» **The problem**
The lines below must be transcribed exactly as given, with the images removed.

(Exercise data begins)

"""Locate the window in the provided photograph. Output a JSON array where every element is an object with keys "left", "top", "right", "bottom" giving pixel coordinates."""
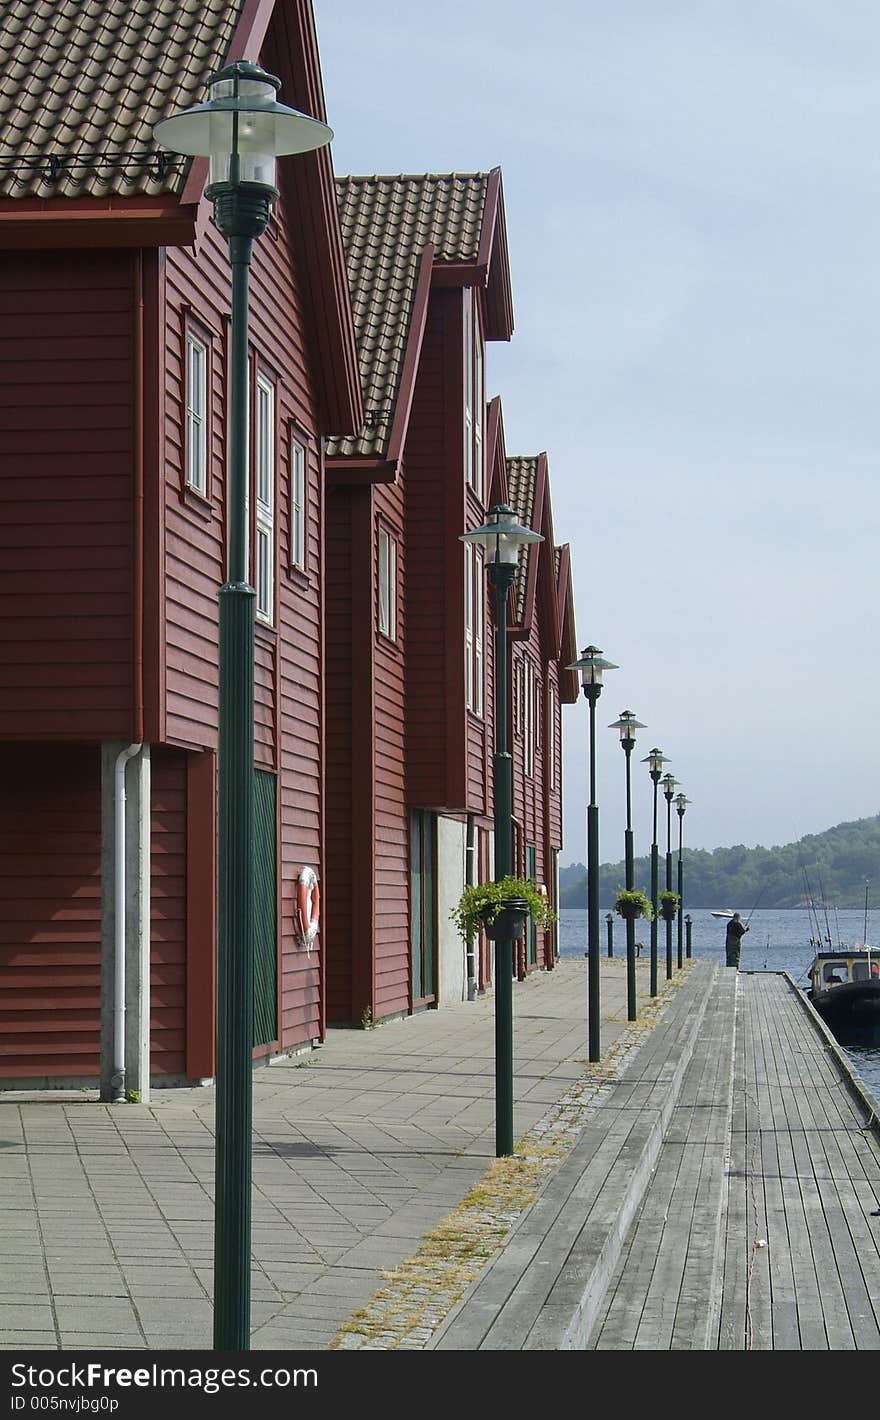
[
  {"left": 291, "top": 435, "right": 306, "bottom": 571},
  {"left": 464, "top": 541, "right": 483, "bottom": 715},
  {"left": 378, "top": 524, "right": 397, "bottom": 639},
  {"left": 464, "top": 542, "right": 473, "bottom": 708},
  {"left": 513, "top": 658, "right": 523, "bottom": 738},
  {"left": 473, "top": 548, "right": 483, "bottom": 717},
  {"left": 464, "top": 290, "right": 484, "bottom": 500},
  {"left": 523, "top": 657, "right": 535, "bottom": 778},
  {"left": 255, "top": 374, "right": 275, "bottom": 624},
  {"left": 548, "top": 682, "right": 557, "bottom": 791},
  {"left": 185, "top": 331, "right": 208, "bottom": 494}
]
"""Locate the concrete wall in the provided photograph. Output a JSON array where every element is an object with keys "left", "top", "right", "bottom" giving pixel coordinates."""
[{"left": 436, "top": 816, "right": 467, "bottom": 1005}]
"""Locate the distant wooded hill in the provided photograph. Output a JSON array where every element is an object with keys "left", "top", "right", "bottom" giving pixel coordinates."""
[{"left": 559, "top": 814, "right": 880, "bottom": 910}]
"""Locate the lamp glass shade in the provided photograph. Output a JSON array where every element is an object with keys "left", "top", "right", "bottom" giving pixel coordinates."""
[
  {"left": 565, "top": 645, "right": 618, "bottom": 690},
  {"left": 642, "top": 747, "right": 667, "bottom": 775},
  {"left": 460, "top": 504, "right": 542, "bottom": 564},
  {"left": 153, "top": 65, "right": 334, "bottom": 186},
  {"left": 662, "top": 774, "right": 677, "bottom": 795},
  {"left": 609, "top": 711, "right": 645, "bottom": 743}
]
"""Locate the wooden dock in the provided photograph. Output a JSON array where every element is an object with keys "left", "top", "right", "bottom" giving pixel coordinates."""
[
  {"left": 590, "top": 970, "right": 880, "bottom": 1350},
  {"left": 434, "top": 964, "right": 880, "bottom": 1350}
]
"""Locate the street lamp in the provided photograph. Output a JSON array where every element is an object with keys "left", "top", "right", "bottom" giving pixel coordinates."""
[
  {"left": 641, "top": 748, "right": 670, "bottom": 998},
  {"left": 676, "top": 793, "right": 691, "bottom": 969},
  {"left": 154, "top": 63, "right": 333, "bottom": 1353},
  {"left": 461, "top": 505, "right": 542, "bottom": 1156},
  {"left": 566, "top": 646, "right": 617, "bottom": 1061},
  {"left": 609, "top": 710, "right": 646, "bottom": 1020},
  {"left": 661, "top": 772, "right": 677, "bottom": 978}
]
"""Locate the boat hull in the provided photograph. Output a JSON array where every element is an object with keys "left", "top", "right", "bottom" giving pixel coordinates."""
[{"left": 808, "top": 980, "right": 880, "bottom": 1034}]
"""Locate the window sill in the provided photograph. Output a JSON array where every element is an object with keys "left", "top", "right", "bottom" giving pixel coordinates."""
[{"left": 178, "top": 484, "right": 214, "bottom": 519}]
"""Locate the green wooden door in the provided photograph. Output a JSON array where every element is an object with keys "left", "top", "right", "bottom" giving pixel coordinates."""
[
  {"left": 526, "top": 845, "right": 537, "bottom": 966},
  {"left": 410, "top": 810, "right": 437, "bottom": 1004},
  {"left": 252, "top": 769, "right": 278, "bottom": 1048}
]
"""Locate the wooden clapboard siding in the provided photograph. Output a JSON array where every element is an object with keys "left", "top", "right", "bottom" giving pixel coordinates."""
[
  {"left": 0, "top": 252, "right": 133, "bottom": 739},
  {"left": 261, "top": 201, "right": 324, "bottom": 1052},
  {"left": 162, "top": 171, "right": 326, "bottom": 1052},
  {"left": 150, "top": 747, "right": 187, "bottom": 1077},
  {"left": 404, "top": 288, "right": 465, "bottom": 813},
  {"left": 373, "top": 480, "right": 409, "bottom": 1021},
  {"left": 323, "top": 489, "right": 355, "bottom": 1021},
  {"left": 0, "top": 744, "right": 102, "bottom": 1077},
  {"left": 547, "top": 660, "right": 563, "bottom": 850}
]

(Exercise data ends)

» **Output of the task**
"""Locate the window in the provided photograph. Output a JSON array where every element is an object with keys "left", "top", "right", "bottom" giving pixel coordinates."""
[
  {"left": 291, "top": 435, "right": 306, "bottom": 571},
  {"left": 464, "top": 541, "right": 483, "bottom": 715},
  {"left": 378, "top": 524, "right": 397, "bottom": 639},
  {"left": 464, "top": 542, "right": 473, "bottom": 708},
  {"left": 513, "top": 658, "right": 523, "bottom": 738},
  {"left": 473, "top": 548, "right": 483, "bottom": 717},
  {"left": 464, "top": 290, "right": 484, "bottom": 500},
  {"left": 523, "top": 657, "right": 535, "bottom": 778},
  {"left": 255, "top": 374, "right": 275, "bottom": 624},
  {"left": 548, "top": 682, "right": 557, "bottom": 791},
  {"left": 185, "top": 331, "right": 208, "bottom": 494}
]
"""Locate the concrete wall in the provided photograph. Output a JSON array where every element is an object with keys "left", "top", "right", "bottom" giving pixel coordinates."""
[{"left": 436, "top": 816, "right": 467, "bottom": 1005}]
"""Locate the distant wooded hill in the provided photograph. Output a JSON array where every element is an object with keys "left", "top", "right", "bottom" giving pixel coordinates."""
[{"left": 559, "top": 814, "right": 880, "bottom": 910}]
"""Locate the lamp glass shade in the provided photograph. Output a JSON array where every element is an object with keys "left", "top", "right", "bottom" giving pixel coordinates."""
[
  {"left": 565, "top": 645, "right": 618, "bottom": 690},
  {"left": 642, "top": 747, "right": 667, "bottom": 775},
  {"left": 460, "top": 504, "right": 542, "bottom": 564},
  {"left": 153, "top": 65, "right": 334, "bottom": 186},
  {"left": 662, "top": 774, "right": 677, "bottom": 795},
  {"left": 609, "top": 711, "right": 645, "bottom": 743}
]
"""Locate the wooden dock in the provided photograph. Output a JSON array where every element is an object with keys "left", "top", "right", "bottom" giving pixel coordinates."""
[
  {"left": 590, "top": 970, "right": 880, "bottom": 1350},
  {"left": 434, "top": 964, "right": 880, "bottom": 1350}
]
"""Locate the street lamp in the provided photograph. Output a JSON array where every element is an object with keys "left", "top", "right", "bottom" giving pixel coordinates."""
[
  {"left": 641, "top": 748, "right": 670, "bottom": 998},
  {"left": 676, "top": 793, "right": 691, "bottom": 969},
  {"left": 154, "top": 63, "right": 333, "bottom": 1353},
  {"left": 461, "top": 505, "right": 542, "bottom": 1156},
  {"left": 566, "top": 646, "right": 617, "bottom": 1061},
  {"left": 609, "top": 710, "right": 646, "bottom": 1020},
  {"left": 661, "top": 772, "right": 677, "bottom": 978}
]
"""Locate the boat hull in the provided photograph. Output a JSON array where every element is an object with keys "left", "top", "right", "bottom" giving pixel coordinates."""
[{"left": 808, "top": 980, "right": 880, "bottom": 1034}]
"""Locate the window sill in the provided photograph. Output a JSON array where every element is an object with keys "left", "top", "right", "bottom" giving pixel coordinates."""
[{"left": 178, "top": 484, "right": 214, "bottom": 519}]
"""Locate the green wooden door in the provided photograph. Output a JSON array where every element is an object with keys "left", "top", "right", "bottom" giving pixel coordinates."""
[
  {"left": 526, "top": 845, "right": 537, "bottom": 966},
  {"left": 410, "top": 810, "right": 437, "bottom": 1004},
  {"left": 252, "top": 769, "right": 278, "bottom": 1048}
]
"""Locate the wooden clapboard siding in the provided photograph. Output a JSON array where every element is an object with keys "left", "top", "right", "bottom" giving pixel coordinates."""
[
  {"left": 0, "top": 252, "right": 133, "bottom": 739},
  {"left": 261, "top": 201, "right": 324, "bottom": 1052},
  {"left": 162, "top": 171, "right": 326, "bottom": 1052},
  {"left": 150, "top": 747, "right": 187, "bottom": 1077},
  {"left": 404, "top": 288, "right": 465, "bottom": 813},
  {"left": 373, "top": 480, "right": 409, "bottom": 1021},
  {"left": 323, "top": 489, "right": 355, "bottom": 1021},
  {"left": 0, "top": 744, "right": 102, "bottom": 1077},
  {"left": 547, "top": 660, "right": 563, "bottom": 850}
]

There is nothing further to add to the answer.